» **Your instructions**:
Output all of the listing, leaving every line exactly as written.

» **Provided records**:

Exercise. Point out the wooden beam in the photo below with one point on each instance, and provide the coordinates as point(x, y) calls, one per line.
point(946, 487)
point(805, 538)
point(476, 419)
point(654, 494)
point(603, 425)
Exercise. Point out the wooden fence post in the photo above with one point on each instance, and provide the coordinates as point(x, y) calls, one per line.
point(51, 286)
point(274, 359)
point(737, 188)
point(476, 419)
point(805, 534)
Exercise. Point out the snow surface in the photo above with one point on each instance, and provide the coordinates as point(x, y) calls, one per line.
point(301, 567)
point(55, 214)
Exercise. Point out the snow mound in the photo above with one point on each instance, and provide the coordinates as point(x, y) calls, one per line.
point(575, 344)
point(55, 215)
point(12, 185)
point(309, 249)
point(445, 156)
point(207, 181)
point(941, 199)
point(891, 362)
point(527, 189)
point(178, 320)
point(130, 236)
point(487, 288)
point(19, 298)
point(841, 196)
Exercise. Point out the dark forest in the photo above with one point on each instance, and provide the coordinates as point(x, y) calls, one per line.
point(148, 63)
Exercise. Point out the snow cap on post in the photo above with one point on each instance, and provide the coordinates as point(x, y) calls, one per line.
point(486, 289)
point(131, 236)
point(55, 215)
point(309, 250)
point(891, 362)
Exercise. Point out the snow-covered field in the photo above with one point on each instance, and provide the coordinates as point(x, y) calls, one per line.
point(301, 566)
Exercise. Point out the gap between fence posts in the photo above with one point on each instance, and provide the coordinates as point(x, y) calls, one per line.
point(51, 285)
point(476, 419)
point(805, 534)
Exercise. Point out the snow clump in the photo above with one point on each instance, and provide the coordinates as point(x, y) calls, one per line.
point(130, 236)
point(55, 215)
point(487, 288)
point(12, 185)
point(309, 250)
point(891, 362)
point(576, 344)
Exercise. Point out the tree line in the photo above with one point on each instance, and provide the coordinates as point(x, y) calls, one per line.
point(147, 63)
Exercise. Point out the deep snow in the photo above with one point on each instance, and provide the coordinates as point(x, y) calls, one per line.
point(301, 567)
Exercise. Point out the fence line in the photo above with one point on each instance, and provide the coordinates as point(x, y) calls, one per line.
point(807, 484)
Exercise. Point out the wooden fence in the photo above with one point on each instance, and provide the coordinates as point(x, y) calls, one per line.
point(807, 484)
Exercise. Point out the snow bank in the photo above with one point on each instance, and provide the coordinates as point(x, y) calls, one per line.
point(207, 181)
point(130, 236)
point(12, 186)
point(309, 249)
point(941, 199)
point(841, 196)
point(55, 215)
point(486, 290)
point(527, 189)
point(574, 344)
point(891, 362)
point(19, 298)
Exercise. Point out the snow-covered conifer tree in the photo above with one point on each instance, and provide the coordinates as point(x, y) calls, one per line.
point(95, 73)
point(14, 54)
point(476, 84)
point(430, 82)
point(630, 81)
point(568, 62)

» **Exercise solution**:
Exercise. Point out the wooden beam in the photo below with one point on each instance, and provide the coordinates as point(x, y) calls, one per line.
point(946, 487)
point(805, 538)
point(476, 419)
point(654, 494)
point(603, 425)
Exercise. Point out the wooden fence post in the photo above with one point on each instance, and provide the coordinates as point(x, y) calls, one per line.
point(51, 286)
point(274, 359)
point(737, 188)
point(476, 419)
point(805, 534)
Exercise. Point out the snow surface in the photo above with one point on each instance, and provide the coordinates as point(x, y) calls, one per line.
point(301, 567)
point(55, 214)
Exercise. Point out the snow mound in the photo above with one point on each instance, and provide the coordinates as point(x, y) calls, one per line.
point(575, 344)
point(55, 215)
point(12, 185)
point(309, 249)
point(445, 156)
point(207, 181)
point(941, 199)
point(891, 362)
point(527, 189)
point(178, 320)
point(130, 236)
point(487, 288)
point(19, 298)
point(841, 196)
Exercise. Point out the dark forest in the photo above with one point on each instance, and provide the coordinates as point(x, y) calls, one per line.
point(148, 63)
Exercise. Point out the snow cap on post in the photo above with one point on each instance, and provide the coordinates as point(x, y) calls, one per line.
point(486, 289)
point(131, 236)
point(55, 215)
point(309, 250)
point(891, 362)
Exercise. Point out the snow-covered field in the photo above with one point on each instance, and provide the coordinates as point(x, y) calls, one per line.
point(301, 566)
Exercise. Point out the gap between fence posts in the photo above with one point on each instance, and provide the coordinates as point(x, y) calls, one per line.
point(51, 285)
point(476, 419)
point(805, 534)
Exercise. Point out the snow clump in the photo above with one point on each instance, and provide the coordinates as point(x, y) calls, one per line.
point(130, 236)
point(55, 215)
point(487, 288)
point(12, 185)
point(309, 250)
point(891, 362)
point(576, 344)
Exercise. Point out the tree line in the photo above with one point on each instance, and provide the coordinates as point(x, y) calls, one per line.
point(147, 63)
Exercise. Point out the deep snow in the photo above with one point on each instance, and provide the coordinates as point(x, y) calls, one per line.
point(301, 567)
Exercise. Point out the fence line in the photo above with one point on each instance, and provide the coordinates as point(x, y) calls, one per line.
point(807, 484)
Exercise. Point out the wooden fence in the photo above with one point on each instance, and provide the coordinates as point(x, y) calls, one per line.
point(807, 484)
Exercise. Point out the snow bank in the photo above with one point on each instance, and provide the coordinates as point(x, y) calls, one per line.
point(207, 181)
point(130, 236)
point(12, 186)
point(309, 249)
point(941, 199)
point(841, 196)
point(55, 215)
point(486, 290)
point(527, 189)
point(574, 344)
point(891, 362)
point(19, 298)
Exercise. Point out the snow-covered conifer tree in the photo above with one point on each instance, and provide the coordinates as point(x, y) calls, one per line.
point(95, 73)
point(14, 54)
point(476, 84)
point(430, 82)
point(630, 81)
point(568, 62)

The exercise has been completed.